> _Given problem 1_
In the Azure deployment notes, which storage class is recommended for RWX?
> _Given problem 2_
Using the Azure deployment notes, explain why live values from the real `secrets.auto.tfvars` file must not be copied into docs, commits, tickets, or shared examples.
--- Start Source passage ---
The important point is not the shell snippet itself. It is that the embedded `resourceGroup` must match the DNS zone resource group the platform will manage.

Recommended Azure Baseline [#recommended-azure-baseline]

For a straightforward Azure deployment, start with this baseline:

1. Use `managed-csi` for `RWO`.
2. Use `azurefile-csi` for `RWX`.
3. Use an `ACR` hostname for `common_config.registry`.
4. Use `external-dns` with Azure credentials scoped to the DNS zone resource group.
5. Use Azure DNS-01 inputs for `cert-manager` unless custom TLS material is provided directly.
6. Keep the shared repository prefixes:
   `coreai/platform`, `coreai/backend`, `coreai/portal`, `coreai/helm`.

Safe Handling Rules [#safe-handling-rules]

The real `secrets.auto.tfvars` file contains sensitive values.

Do not copy any live secret values into docs, commits, tickets, or shared examples.

Use these sources instead when preparing customer or internal documentation:

* `secrets.auto.tfvars.example` for variable shape and comments
* sanitized placeholder values for examples
* your actual secret-management process for live credentials

Validation Checklist [#validation-checklist]

Before applying an Azure deployment, validate these questions:

1. Does the cluster actually expose `managed-csi` and `azurefile-csi`, or do those names need adjusting?
--- End Source passage ---
--- Start Record excerpts ---
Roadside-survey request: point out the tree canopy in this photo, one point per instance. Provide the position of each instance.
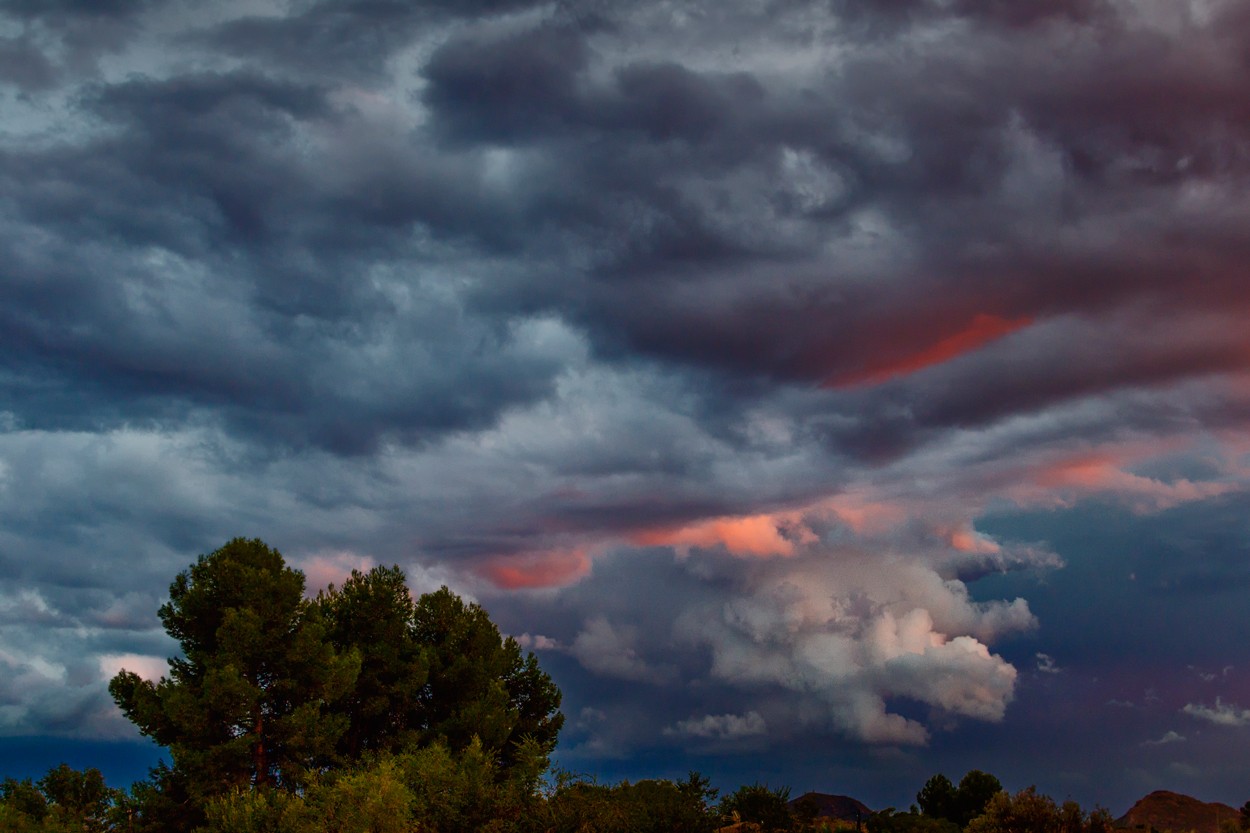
(273, 689)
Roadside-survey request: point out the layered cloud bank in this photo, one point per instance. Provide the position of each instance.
(750, 358)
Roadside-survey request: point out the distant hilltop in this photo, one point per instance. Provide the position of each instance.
(1166, 811)
(840, 807)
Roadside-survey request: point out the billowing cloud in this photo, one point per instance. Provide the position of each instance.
(720, 727)
(1220, 714)
(824, 363)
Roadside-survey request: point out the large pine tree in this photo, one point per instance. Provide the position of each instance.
(249, 699)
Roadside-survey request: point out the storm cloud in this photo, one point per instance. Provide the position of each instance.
(769, 364)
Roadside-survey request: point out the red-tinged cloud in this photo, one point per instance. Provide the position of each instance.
(331, 568)
(530, 570)
(760, 535)
(980, 332)
(1106, 473)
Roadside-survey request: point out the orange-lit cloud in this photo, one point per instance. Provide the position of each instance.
(1104, 472)
(760, 535)
(529, 570)
(978, 333)
(331, 568)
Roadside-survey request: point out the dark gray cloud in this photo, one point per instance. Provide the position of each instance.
(771, 364)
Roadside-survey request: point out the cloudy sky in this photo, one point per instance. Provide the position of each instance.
(830, 392)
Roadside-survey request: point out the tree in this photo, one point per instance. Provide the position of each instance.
(246, 703)
(973, 794)
(479, 684)
(78, 799)
(23, 798)
(940, 798)
(936, 798)
(889, 821)
(373, 613)
(435, 671)
(769, 808)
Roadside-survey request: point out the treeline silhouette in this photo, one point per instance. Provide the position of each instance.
(366, 711)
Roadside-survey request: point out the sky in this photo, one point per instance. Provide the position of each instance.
(830, 393)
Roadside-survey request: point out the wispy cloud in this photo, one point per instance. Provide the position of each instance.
(1220, 714)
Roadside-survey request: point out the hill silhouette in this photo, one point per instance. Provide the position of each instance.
(1166, 811)
(840, 807)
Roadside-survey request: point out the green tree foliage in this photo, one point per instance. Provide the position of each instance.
(973, 796)
(936, 798)
(373, 613)
(246, 703)
(578, 806)
(21, 797)
(888, 821)
(78, 799)
(359, 709)
(769, 808)
(435, 671)
(939, 798)
(479, 684)
(63, 801)
(1033, 812)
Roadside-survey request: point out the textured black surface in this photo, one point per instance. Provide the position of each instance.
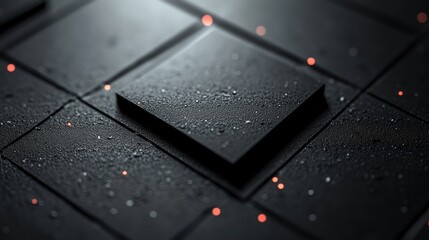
(404, 12)
(52, 10)
(365, 177)
(410, 78)
(24, 102)
(49, 218)
(227, 103)
(101, 39)
(238, 221)
(11, 11)
(342, 41)
(336, 95)
(85, 162)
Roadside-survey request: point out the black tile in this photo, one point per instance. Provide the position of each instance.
(83, 156)
(342, 41)
(409, 13)
(24, 102)
(337, 96)
(229, 102)
(364, 177)
(11, 11)
(99, 40)
(239, 221)
(406, 85)
(51, 11)
(28, 211)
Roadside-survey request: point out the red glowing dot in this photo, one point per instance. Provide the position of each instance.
(262, 218)
(311, 61)
(207, 20)
(11, 67)
(216, 212)
(422, 17)
(261, 30)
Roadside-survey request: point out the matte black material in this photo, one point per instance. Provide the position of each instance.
(101, 39)
(364, 177)
(46, 218)
(24, 102)
(405, 12)
(51, 11)
(12, 11)
(238, 221)
(337, 96)
(406, 85)
(85, 161)
(228, 103)
(341, 40)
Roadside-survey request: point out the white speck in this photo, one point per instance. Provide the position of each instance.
(54, 214)
(129, 203)
(113, 211)
(353, 51)
(153, 214)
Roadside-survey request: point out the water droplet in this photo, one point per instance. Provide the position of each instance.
(153, 214)
(129, 203)
(312, 217)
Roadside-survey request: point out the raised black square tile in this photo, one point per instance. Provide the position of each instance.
(11, 11)
(114, 175)
(29, 211)
(99, 40)
(343, 42)
(364, 177)
(24, 102)
(406, 85)
(411, 13)
(224, 94)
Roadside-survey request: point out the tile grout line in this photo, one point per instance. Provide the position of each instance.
(57, 17)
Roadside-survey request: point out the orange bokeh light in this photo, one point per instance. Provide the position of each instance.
(261, 30)
(422, 17)
(311, 61)
(216, 211)
(207, 20)
(11, 68)
(262, 218)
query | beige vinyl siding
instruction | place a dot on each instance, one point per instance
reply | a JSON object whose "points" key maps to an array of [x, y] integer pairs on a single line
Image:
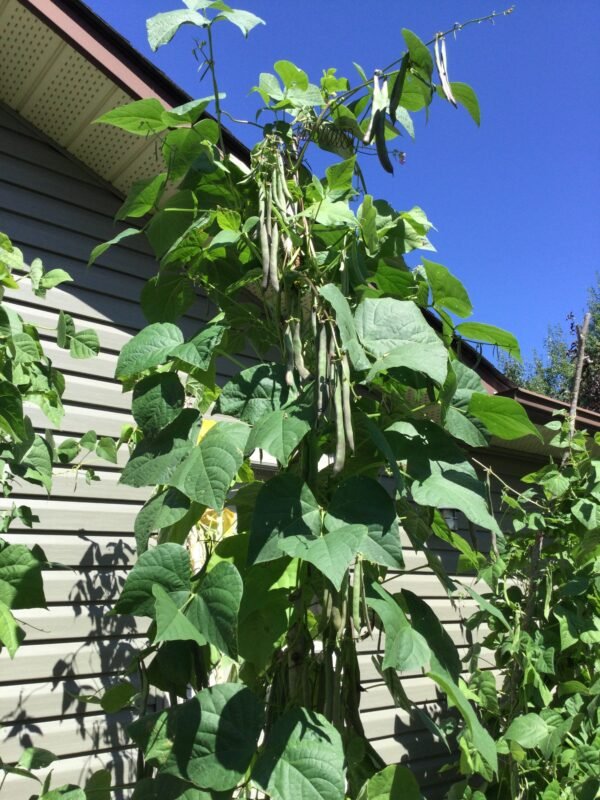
{"points": [[55, 209]]}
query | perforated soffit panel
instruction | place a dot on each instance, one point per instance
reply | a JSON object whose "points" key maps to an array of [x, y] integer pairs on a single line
{"points": [[60, 93]]}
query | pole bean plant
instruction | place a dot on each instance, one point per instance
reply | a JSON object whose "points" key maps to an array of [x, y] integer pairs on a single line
{"points": [[354, 376]]}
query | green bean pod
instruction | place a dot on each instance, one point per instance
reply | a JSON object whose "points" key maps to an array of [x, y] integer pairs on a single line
{"points": [[289, 355], [274, 258], [346, 402], [340, 444], [298, 356], [357, 596], [322, 392]]}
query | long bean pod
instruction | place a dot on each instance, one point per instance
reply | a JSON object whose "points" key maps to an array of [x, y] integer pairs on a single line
{"points": [[340, 444], [346, 402]]}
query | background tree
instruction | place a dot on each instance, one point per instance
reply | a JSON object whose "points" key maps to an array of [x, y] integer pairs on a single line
{"points": [[551, 371]]}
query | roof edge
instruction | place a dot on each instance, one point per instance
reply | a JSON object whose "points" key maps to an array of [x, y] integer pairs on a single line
{"points": [[115, 57]]}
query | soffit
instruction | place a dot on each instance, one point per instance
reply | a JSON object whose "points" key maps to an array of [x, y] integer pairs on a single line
{"points": [[58, 91]]}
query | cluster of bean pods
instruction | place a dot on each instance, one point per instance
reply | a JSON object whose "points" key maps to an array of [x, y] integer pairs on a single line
{"points": [[333, 391], [274, 201]]}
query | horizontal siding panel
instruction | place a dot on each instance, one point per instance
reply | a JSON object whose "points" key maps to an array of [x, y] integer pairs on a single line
{"points": [[80, 549], [68, 736], [76, 515], [40, 662], [82, 587], [77, 622]]}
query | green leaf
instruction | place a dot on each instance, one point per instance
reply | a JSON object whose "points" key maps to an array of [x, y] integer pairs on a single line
{"points": [[157, 401], [106, 448], [215, 736], [346, 325], [164, 509], [528, 730], [502, 416], [84, 344], [331, 554], [167, 296], [447, 487], [172, 625], [444, 657], [118, 696], [362, 500], [303, 758], [151, 347], [396, 332], [392, 783], [480, 332], [215, 607], [419, 52], [155, 460], [21, 584], [461, 427], [244, 20], [11, 411], [162, 27], [465, 95], [279, 433], [142, 197], [481, 738], [166, 565], [587, 513], [207, 473], [285, 506], [102, 248], [198, 351], [253, 393], [11, 635], [447, 291]]}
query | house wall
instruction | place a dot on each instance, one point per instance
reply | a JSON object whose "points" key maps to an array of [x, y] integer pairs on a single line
{"points": [[53, 208]]}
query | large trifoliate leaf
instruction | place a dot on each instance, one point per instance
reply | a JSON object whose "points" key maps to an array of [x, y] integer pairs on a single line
{"points": [[397, 334], [215, 607], [253, 393], [346, 325], [11, 635], [166, 565], [151, 347], [162, 27], [172, 625], [215, 736], [163, 509], [502, 416], [444, 656], [447, 291], [198, 352], [364, 501], [279, 433], [157, 401], [481, 738], [208, 471], [331, 554], [528, 730], [405, 647], [21, 584], [11, 411], [155, 460], [392, 783], [285, 506], [498, 337], [303, 758]]}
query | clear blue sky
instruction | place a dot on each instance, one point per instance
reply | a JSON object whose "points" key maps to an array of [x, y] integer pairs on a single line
{"points": [[515, 202]]}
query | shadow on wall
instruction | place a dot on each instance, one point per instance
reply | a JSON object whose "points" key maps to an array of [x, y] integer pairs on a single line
{"points": [[90, 663]]}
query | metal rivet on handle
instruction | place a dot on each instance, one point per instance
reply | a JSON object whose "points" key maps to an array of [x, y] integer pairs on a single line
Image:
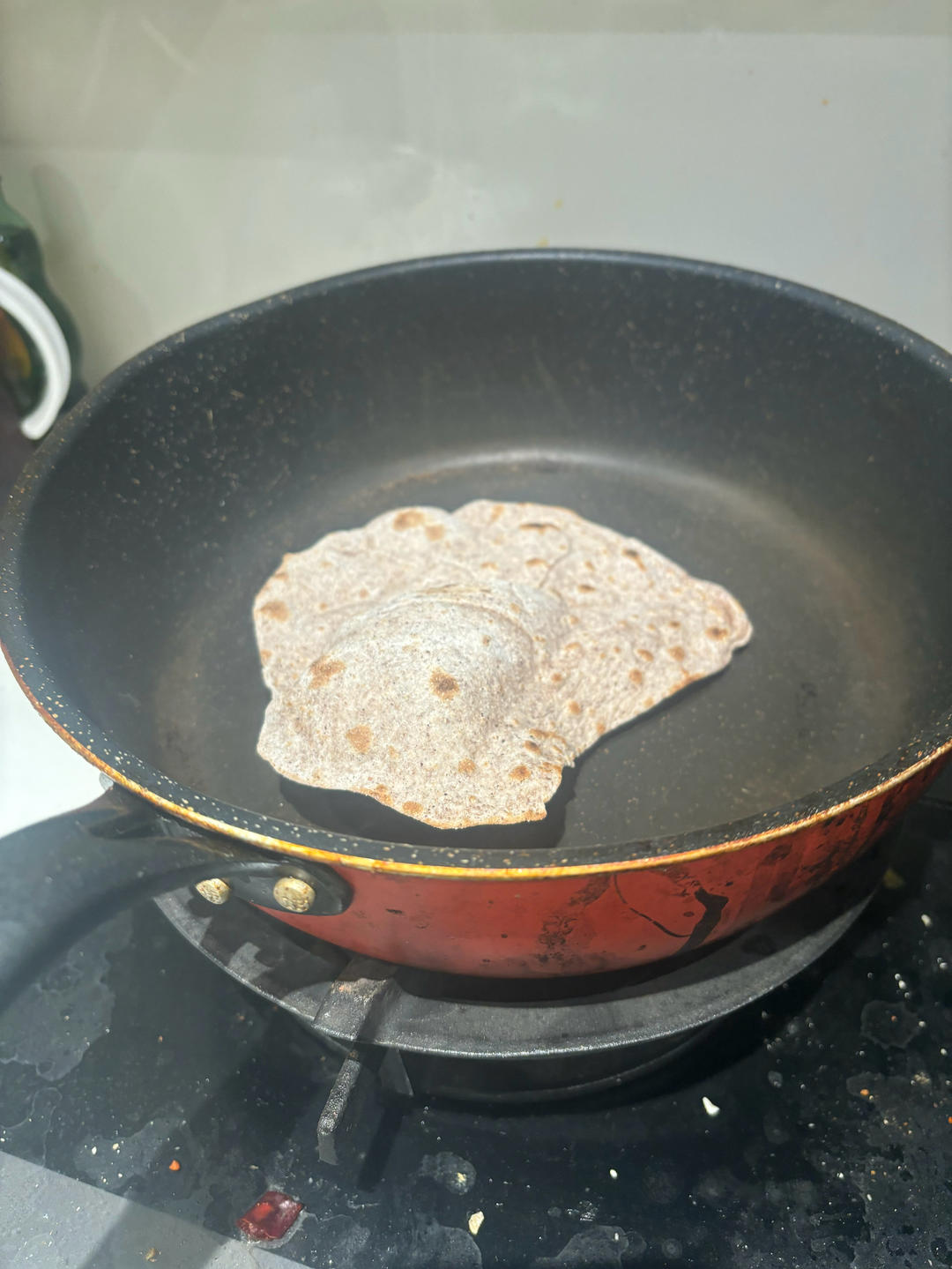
{"points": [[293, 893], [214, 890]]}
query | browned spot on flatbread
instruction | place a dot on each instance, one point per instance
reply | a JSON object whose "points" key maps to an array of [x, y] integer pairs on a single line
{"points": [[444, 684], [414, 622], [277, 609], [361, 737], [408, 519], [324, 670]]}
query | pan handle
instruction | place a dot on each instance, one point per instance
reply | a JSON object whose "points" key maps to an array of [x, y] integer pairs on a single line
{"points": [[63, 877]]}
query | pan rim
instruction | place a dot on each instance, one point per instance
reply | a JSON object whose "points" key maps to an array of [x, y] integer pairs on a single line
{"points": [[272, 834]]}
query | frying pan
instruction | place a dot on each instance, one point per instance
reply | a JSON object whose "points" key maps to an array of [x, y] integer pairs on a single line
{"points": [[775, 439]]}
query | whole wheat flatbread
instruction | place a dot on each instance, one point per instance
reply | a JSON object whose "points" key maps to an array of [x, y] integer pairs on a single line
{"points": [[451, 665]]}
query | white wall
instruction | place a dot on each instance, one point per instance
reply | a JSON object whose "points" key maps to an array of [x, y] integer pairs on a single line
{"points": [[180, 156]]}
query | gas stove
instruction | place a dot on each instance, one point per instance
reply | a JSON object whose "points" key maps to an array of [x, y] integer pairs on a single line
{"points": [[781, 1098]]}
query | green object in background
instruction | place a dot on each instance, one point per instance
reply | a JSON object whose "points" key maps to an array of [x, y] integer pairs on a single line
{"points": [[20, 367]]}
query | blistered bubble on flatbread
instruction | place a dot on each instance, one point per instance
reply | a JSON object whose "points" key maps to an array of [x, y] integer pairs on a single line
{"points": [[453, 664]]}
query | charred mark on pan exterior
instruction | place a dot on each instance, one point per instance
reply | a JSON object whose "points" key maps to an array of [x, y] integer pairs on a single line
{"points": [[558, 927], [644, 916], [709, 920]]}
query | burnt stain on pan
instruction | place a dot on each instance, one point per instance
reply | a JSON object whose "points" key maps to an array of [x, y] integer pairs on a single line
{"points": [[709, 920], [558, 927]]}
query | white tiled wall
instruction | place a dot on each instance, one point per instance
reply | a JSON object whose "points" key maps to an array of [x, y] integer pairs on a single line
{"points": [[180, 156]]}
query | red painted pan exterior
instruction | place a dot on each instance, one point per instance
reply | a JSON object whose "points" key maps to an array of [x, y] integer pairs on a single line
{"points": [[523, 925]]}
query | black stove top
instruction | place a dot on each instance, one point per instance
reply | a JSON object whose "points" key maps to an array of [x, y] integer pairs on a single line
{"points": [[813, 1127]]}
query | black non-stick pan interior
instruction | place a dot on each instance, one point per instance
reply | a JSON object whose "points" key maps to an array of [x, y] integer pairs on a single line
{"points": [[760, 436]]}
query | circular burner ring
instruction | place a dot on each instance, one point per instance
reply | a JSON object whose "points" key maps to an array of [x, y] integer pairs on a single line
{"points": [[355, 1000]]}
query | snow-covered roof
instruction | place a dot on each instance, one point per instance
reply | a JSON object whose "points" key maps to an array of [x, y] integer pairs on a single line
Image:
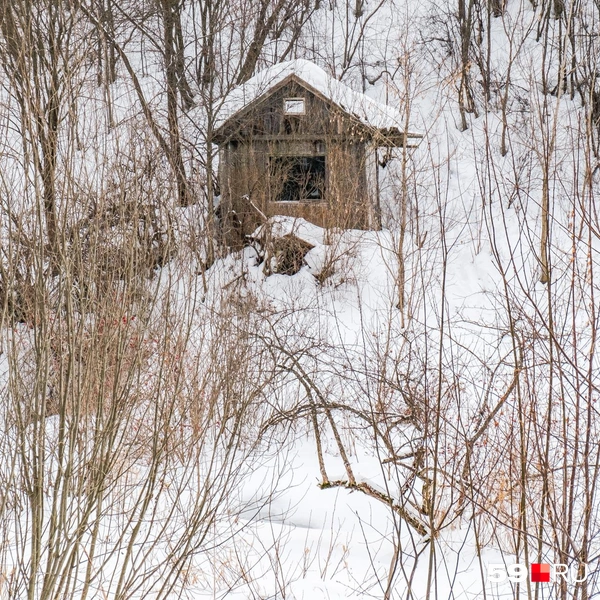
--- End Record excerpts ---
> _Worked answer 1_
`azurefile-csi`

> _Worked answer 2_
The real `secrets.auto.tfvars` file contains sensitive values, so copying them would expose them. For documentation, use `secrets.auto.tfvars.example` for variable shape and comments and sanitized placeholder values for examples, and handle live credentials through the actual secret-management process.